## GIVEN DATA:

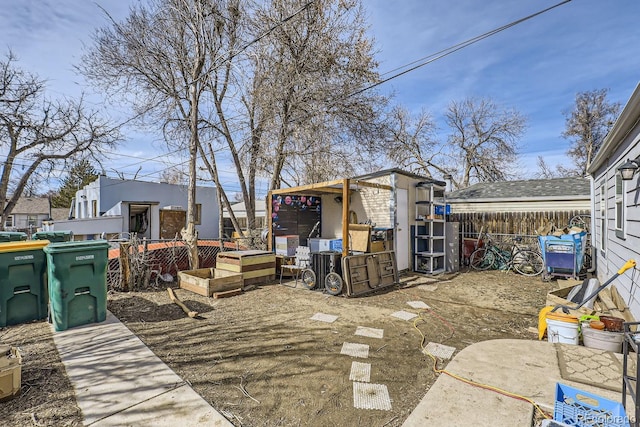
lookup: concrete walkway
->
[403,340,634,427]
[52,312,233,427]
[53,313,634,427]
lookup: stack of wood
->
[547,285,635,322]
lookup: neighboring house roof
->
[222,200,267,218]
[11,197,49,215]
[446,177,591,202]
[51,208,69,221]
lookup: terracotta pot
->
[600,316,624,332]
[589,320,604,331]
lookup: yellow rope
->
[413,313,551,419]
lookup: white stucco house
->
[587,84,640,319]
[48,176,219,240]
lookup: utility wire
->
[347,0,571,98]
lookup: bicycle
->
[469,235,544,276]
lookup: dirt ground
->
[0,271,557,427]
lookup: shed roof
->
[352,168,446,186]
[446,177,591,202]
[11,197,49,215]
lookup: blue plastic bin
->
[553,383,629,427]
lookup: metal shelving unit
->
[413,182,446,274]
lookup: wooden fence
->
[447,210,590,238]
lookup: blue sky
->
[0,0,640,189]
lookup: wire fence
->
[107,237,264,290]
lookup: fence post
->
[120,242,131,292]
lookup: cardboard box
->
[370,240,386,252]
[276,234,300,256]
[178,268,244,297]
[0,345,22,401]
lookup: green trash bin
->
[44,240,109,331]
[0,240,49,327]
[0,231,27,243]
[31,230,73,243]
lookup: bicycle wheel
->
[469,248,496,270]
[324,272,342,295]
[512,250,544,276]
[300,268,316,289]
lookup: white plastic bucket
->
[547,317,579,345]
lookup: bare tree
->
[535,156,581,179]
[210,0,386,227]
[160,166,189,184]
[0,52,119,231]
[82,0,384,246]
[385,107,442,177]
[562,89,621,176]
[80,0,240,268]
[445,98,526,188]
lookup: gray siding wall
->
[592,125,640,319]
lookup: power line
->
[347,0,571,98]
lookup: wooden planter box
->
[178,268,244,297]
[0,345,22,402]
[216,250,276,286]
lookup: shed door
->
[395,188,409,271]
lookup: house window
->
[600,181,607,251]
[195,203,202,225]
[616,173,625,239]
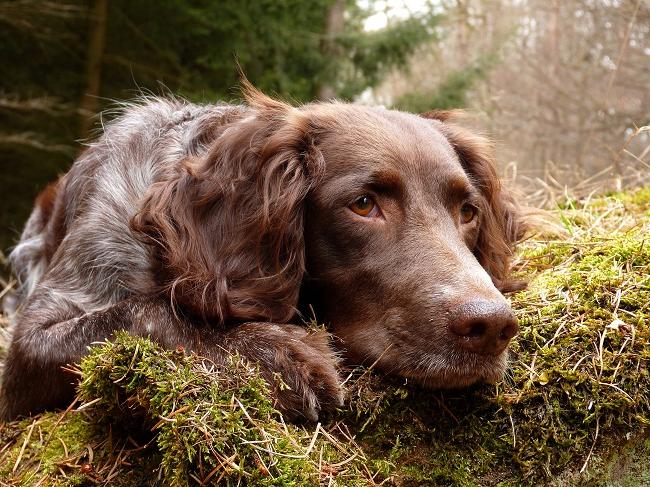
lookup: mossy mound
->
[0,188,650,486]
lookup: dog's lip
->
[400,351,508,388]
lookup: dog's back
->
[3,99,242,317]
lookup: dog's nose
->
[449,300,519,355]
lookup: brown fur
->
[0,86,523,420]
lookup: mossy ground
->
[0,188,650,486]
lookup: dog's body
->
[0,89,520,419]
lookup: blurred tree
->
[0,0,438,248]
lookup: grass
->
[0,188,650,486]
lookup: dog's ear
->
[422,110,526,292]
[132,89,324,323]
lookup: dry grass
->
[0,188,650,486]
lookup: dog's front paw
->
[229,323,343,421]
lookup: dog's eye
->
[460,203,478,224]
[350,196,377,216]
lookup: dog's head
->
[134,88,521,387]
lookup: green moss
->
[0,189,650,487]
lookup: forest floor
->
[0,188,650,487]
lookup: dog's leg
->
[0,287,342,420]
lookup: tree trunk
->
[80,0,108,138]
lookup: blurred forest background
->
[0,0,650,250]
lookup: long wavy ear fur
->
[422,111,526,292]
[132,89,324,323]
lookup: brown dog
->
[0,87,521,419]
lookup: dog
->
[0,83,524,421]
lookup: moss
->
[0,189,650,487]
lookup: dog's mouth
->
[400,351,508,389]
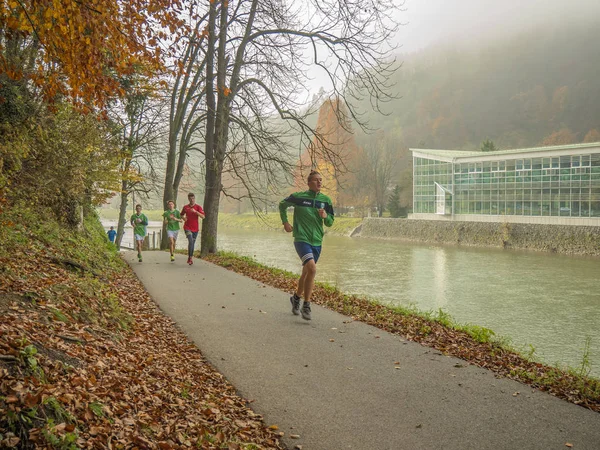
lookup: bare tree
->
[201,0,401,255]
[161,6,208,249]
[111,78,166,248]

## WORK TO DO:
Copy the items again, beginning at the line that contains "lookup: brown fur" and stopping after the line that contains "[229,323,343,421]". Keep every line and add -89 to each box coordinate.

## SOLUTION TO THE EXERCISE:
lookup: brown fur
->
[-89,-3,434,331]
lookup: mossy ground
->
[-89,99,561,397]
lookup: dog's body
->
[-89,0,431,330]
lookup: blurred tree
->
[-89,-89,349,159]
lookup: grass
->
[-89,99,561,397]
lookup: dog's ear
->
[333,21,437,203]
[43,0,235,234]
lookup: dry grass
->
[-89,99,561,397]
lookup: dog's front paw
->
[140,234,254,332]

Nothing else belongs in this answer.